To do:
Transcribe every one of the entries below word for word, changing nothing.
......
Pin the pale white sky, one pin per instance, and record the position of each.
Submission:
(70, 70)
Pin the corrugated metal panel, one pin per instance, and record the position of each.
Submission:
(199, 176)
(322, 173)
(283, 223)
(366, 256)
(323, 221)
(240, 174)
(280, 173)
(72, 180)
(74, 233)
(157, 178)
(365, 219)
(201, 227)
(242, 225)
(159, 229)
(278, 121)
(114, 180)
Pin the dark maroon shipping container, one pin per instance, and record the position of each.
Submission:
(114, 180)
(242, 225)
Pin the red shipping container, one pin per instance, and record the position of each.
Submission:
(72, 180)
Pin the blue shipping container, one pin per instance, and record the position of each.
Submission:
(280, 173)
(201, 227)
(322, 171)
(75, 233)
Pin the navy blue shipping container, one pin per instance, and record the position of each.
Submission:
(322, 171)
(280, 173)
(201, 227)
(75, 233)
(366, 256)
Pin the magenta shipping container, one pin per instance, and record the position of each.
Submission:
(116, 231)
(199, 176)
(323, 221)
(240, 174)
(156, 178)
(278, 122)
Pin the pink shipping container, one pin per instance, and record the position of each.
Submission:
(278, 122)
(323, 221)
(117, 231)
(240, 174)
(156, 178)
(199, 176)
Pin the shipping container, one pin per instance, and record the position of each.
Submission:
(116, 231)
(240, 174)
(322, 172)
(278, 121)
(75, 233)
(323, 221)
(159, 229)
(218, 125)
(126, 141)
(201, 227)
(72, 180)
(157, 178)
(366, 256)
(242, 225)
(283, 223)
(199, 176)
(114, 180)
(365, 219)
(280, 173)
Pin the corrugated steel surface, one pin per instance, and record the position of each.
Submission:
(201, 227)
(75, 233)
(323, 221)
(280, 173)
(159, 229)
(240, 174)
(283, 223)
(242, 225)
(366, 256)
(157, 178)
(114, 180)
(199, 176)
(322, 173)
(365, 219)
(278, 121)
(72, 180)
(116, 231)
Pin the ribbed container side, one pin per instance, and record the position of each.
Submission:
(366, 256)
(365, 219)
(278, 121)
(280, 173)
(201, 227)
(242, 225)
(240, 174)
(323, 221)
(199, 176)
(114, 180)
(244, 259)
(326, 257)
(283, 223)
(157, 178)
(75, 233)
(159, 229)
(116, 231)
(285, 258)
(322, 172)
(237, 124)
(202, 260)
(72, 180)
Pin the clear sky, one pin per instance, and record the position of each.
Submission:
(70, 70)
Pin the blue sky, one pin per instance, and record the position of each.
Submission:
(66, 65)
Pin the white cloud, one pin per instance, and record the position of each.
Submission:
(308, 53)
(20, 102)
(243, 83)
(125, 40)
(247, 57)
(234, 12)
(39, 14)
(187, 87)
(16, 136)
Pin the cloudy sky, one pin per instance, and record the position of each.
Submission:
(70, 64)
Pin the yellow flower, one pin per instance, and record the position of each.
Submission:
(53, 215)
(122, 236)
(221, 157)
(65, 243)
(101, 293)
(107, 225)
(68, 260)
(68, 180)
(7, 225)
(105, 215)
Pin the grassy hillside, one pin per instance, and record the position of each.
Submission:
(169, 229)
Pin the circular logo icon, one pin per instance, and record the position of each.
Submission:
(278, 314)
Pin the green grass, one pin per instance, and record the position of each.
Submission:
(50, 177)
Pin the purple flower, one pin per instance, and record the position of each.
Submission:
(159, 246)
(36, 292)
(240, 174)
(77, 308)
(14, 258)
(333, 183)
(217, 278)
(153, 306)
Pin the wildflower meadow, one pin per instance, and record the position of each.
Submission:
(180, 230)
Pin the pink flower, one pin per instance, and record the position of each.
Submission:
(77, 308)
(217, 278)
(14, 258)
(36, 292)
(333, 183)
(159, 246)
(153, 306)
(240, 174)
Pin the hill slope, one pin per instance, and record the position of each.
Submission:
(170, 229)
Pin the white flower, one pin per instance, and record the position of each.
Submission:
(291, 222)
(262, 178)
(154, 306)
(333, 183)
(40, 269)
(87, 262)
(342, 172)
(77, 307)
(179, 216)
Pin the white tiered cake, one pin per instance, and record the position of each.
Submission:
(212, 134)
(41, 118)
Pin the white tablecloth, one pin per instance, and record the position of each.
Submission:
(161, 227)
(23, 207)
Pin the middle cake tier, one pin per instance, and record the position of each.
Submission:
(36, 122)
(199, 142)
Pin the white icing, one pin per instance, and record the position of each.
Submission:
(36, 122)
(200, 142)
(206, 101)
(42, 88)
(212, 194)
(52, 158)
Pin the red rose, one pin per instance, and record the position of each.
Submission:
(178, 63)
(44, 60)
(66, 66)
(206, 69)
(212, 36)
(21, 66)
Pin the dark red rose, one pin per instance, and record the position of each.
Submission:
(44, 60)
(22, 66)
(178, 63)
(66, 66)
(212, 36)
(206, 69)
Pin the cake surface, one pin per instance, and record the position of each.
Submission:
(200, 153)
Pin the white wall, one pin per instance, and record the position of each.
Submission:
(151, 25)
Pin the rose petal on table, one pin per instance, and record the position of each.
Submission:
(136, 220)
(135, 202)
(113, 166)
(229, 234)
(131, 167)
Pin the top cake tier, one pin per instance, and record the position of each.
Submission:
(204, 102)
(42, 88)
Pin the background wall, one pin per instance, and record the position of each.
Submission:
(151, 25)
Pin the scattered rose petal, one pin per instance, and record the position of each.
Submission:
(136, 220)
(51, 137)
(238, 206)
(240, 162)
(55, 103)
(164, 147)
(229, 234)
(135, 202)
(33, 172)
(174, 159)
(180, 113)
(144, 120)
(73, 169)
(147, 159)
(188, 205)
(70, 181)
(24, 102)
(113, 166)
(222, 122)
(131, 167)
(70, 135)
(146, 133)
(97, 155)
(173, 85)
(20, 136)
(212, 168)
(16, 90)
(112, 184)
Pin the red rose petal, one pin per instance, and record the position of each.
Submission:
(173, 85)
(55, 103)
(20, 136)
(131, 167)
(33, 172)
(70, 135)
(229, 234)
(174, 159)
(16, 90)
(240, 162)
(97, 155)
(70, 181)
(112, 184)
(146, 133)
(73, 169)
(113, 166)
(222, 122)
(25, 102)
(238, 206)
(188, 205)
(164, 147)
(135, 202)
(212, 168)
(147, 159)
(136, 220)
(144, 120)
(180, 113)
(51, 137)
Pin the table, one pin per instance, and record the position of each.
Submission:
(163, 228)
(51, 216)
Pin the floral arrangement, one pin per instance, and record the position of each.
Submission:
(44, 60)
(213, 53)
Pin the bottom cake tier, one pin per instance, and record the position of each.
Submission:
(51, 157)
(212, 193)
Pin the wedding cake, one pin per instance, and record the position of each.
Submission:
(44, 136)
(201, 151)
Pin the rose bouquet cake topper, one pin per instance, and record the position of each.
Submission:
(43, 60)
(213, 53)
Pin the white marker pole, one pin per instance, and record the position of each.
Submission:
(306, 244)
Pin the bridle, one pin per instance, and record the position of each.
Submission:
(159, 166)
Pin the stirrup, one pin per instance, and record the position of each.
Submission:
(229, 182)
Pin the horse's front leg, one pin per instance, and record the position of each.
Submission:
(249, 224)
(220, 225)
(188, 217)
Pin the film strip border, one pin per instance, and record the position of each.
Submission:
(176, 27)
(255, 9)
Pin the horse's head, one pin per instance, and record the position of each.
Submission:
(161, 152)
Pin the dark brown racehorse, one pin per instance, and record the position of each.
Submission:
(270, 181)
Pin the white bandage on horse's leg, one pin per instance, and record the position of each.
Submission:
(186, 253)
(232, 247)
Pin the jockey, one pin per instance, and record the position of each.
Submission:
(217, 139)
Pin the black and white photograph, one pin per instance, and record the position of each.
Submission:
......
Completed task:
Pin the pale white sky, one pin per instance, and record the position of each.
Submission:
(70, 70)
Pin the corrugated metal panel, one pin per instance, and record the position of each.
Submission:
(199, 176)
(322, 173)
(283, 223)
(366, 256)
(323, 221)
(240, 174)
(280, 173)
(72, 180)
(74, 233)
(157, 178)
(365, 219)
(201, 227)
(242, 225)
(159, 229)
(278, 121)
(114, 180)
Pin the dark maroon shipping container, one pin per instance, and record the position of each.
Submission:
(114, 180)
(242, 225)
Pin the red shipping container, one pin per instance, and record the position of each.
Submission:
(72, 180)
Pin the blue shipping container, one pin per instance, and record the position of each.
Submission:
(280, 173)
(201, 227)
(322, 171)
(75, 233)
Pin the navy blue shipping container, one pin per instance, and record the position of each.
Submission:
(322, 171)
(280, 173)
(201, 227)
(75, 233)
(366, 256)
Pin the magenta shipping container, one pin per instance, and record the position of each.
Submission:
(116, 231)
(199, 176)
(323, 221)
(240, 174)
(156, 178)
(278, 122)
Pin the pink shipping container, one pin per instance, and record the position of each.
Submission:
(278, 122)
(323, 221)
(117, 231)
(240, 174)
(156, 178)
(199, 176)
Pin the shipping container, one pin per instance, and record the position of each.
Submission:
(116, 231)
(240, 174)
(322, 172)
(278, 121)
(75, 233)
(323, 221)
(159, 229)
(218, 125)
(126, 141)
(201, 227)
(72, 180)
(157, 178)
(366, 256)
(242, 225)
(283, 223)
(199, 176)
(114, 180)
(365, 219)
(280, 173)
Pin the corrugated steel surface, one pin per instance, and record the position of each.
Submission:
(201, 227)
(75, 233)
(323, 221)
(280, 173)
(159, 229)
(240, 174)
(283, 223)
(242, 225)
(366, 256)
(157, 178)
(114, 180)
(199, 176)
(322, 173)
(365, 219)
(278, 121)
(72, 180)
(116, 231)
Pin the ribbed container side, one pin per instance, and record the position of each.
Submission:
(366, 256)
(365, 219)
(278, 121)
(280, 173)
(201, 227)
(242, 225)
(240, 174)
(323, 221)
(199, 176)
(114, 180)
(244, 259)
(326, 257)
(283, 223)
(157, 178)
(75, 233)
(159, 229)
(116, 231)
(285, 258)
(322, 172)
(237, 124)
(202, 260)
(72, 180)
Pin the clear sky, one pin per instance, and record the position of each.
Submission:
(70, 70)
Pin the blue sky, one pin per instance, and record the position of each.
Submission:
(66, 65)
Pin the white cloud, one pin per instance, and record the position of each.
Submission:
(308, 53)
(20, 102)
(243, 83)
(125, 40)
(247, 57)
(234, 12)
(39, 14)
(187, 87)
(16, 136)
Pin the cloudy sky, one pin per instance, and record the position of each.
Submission:
(70, 64)
Pin the yellow flower, one pin per instance, and record the position of each.
Submission:
(53, 215)
(122, 236)
(221, 157)
(65, 243)
(101, 293)
(107, 225)
(68, 260)
(68, 180)
(7, 225)
(105, 215)
Pin the grassy hillside, one pin per instance, and record the position of each.
Submission:
(169, 229)
Pin the circular logo icon, one pin per instance, and record the position of each.
Submission:
(278, 314)
Pin the green grass, one pin per instance, and record the position of each.
Submission:
(50, 177)
Pin the purple flower, one pin per instance, and record the position of each.
Submission:
(159, 246)
(36, 292)
(240, 174)
(77, 308)
(14, 258)
(333, 183)
(217, 278)
(153, 306)
Pin the wildflower meadow, one pin per instance, and record the position of each.
Submission:
(180, 230)
Pin the pink flower, one pin per instance, and record the position of each.
Submission:
(77, 308)
(217, 278)
(14, 258)
(36, 292)
(333, 183)
(159, 246)
(153, 306)
(240, 174)
Pin the hill slope, one pin per instance, and record the position of each.
Submission:
(170, 229)
Pin the white flower, one pin per instance, and record the position of each.
Submission:
(291, 222)
(262, 178)
(154, 306)
(333, 183)
(40, 269)
(87, 262)
(342, 172)
(77, 307)
(179, 216)
Pin the white tiered cake, one pin per instance, and record the position of each.
Submission:
(212, 134)
(41, 118)
Pin the white tablecloth, one pin per instance, and record the position of each.
Submission:
(161, 227)
(23, 207)
Pin the middle cake tier, one pin per instance, and record the position of each.
Submission:
(36, 122)
(199, 142)
Pin the white icing, one pin per instance, and record the position of each.
Submission:
(36, 122)
(200, 142)
(206, 101)
(42, 88)
(212, 194)
(52, 158)
Pin the red rose, one pin per instance, and record the position of each.
Submission:
(178, 63)
(44, 60)
(66, 66)
(206, 69)
(212, 36)
(21, 66)
Pin the dark red rose, one pin per instance, and record the position of each.
Submission:
(44, 60)
(22, 66)
(178, 63)
(66, 66)
(212, 36)
(206, 69)
Pin the cake surface, one pin per instance, and record the position of each.
Submission:
(200, 153)
Pin the white wall, one pin per instance, and record the position of each.
Submission:
(151, 25)
Pin the rose petal on table, one pin per instance, and record the position of each.
Submission:
(136, 220)
(135, 202)
(113, 166)
(229, 234)
(131, 167)
Pin the top cake tier, one pin per instance, and record the position of each.
Submission:
(204, 102)
(42, 88)
Pin the background wall, one pin per instance, and record the position of each.
Submission:
(151, 25)
Pin the scattered rose petal, one pin per instance, and record the position of each.
Submission:
(136, 220)
(51, 137)
(238, 206)
(240, 162)
(55, 103)
(164, 147)
(229, 234)
(135, 202)
(33, 172)
(174, 159)
(180, 113)
(144, 120)
(73, 169)
(147, 159)
(188, 205)
(70, 181)
(24, 102)
(113, 166)
(222, 122)
(131, 167)
(70, 135)
(146, 133)
(97, 155)
(173, 85)
(20, 136)
(212, 168)
(16, 90)
(112, 184)
Pin the red rose petal, one pin per instance, and record the position of each.
Submission:
(173, 85)
(55, 103)
(20, 136)
(131, 167)
(33, 172)
(70, 135)
(229, 234)
(174, 159)
(16, 90)
(240, 162)
(97, 155)
(70, 181)
(112, 184)
(146, 133)
(73, 169)
(113, 166)
(222, 122)
(25, 102)
(238, 206)
(188, 205)
(164, 147)
(135, 202)
(212, 168)
(147, 159)
(136, 220)
(144, 120)
(180, 113)
(51, 137)
Pin the table, one pin per instance, and record the position of each.
Submission:
(163, 228)
(51, 216)
Pin the floral arrangement, one pin per instance, and record the position of each.
Submission:
(44, 60)
(213, 53)
Pin the bottom cake tier, one pin per instance, and record the position of each.
Submission:
(51, 157)
(212, 193)
Pin the wedding cake, one pin per instance, and record the position of each.
Submission:
(44, 136)
(201, 151)
Pin the rose bouquet cake topper, one pin per instance, and record the position of each.
Submission:
(43, 60)
(213, 53)
Pin the white marker pole, one pin per instance, and record the position of each.
Submission:
(306, 244)
Pin the bridle, one pin per instance, and record the position of each.
Submission:
(159, 166)
Pin the stirrup, one pin per instance, and record the position of each.
Submission:
(229, 182)
Pin the horse's front leg, one pin per instance, and record the position of each.
Submission:
(249, 224)
(220, 225)
(188, 217)
Pin the film strip border, one pin per instance, and record the position of each.
Submission:
(176, 27)
(255, 9)
Pin the horse's head, one pin per instance, and record the position of each.
Submission:
(161, 152)
Pin the dark brown racehorse, one pin per instance, and record the position of each.
Submission:
(270, 181)
Pin the white bandage on horse's leg, one pin per instance, and record the position of each.
Submission:
(186, 253)
(232, 247)
Pin the jockey, one pin per instance, and record the position of each.
Submission:
(217, 139)
Pin the black and white photograph, one pin per instance, and record the position of each.
Submission:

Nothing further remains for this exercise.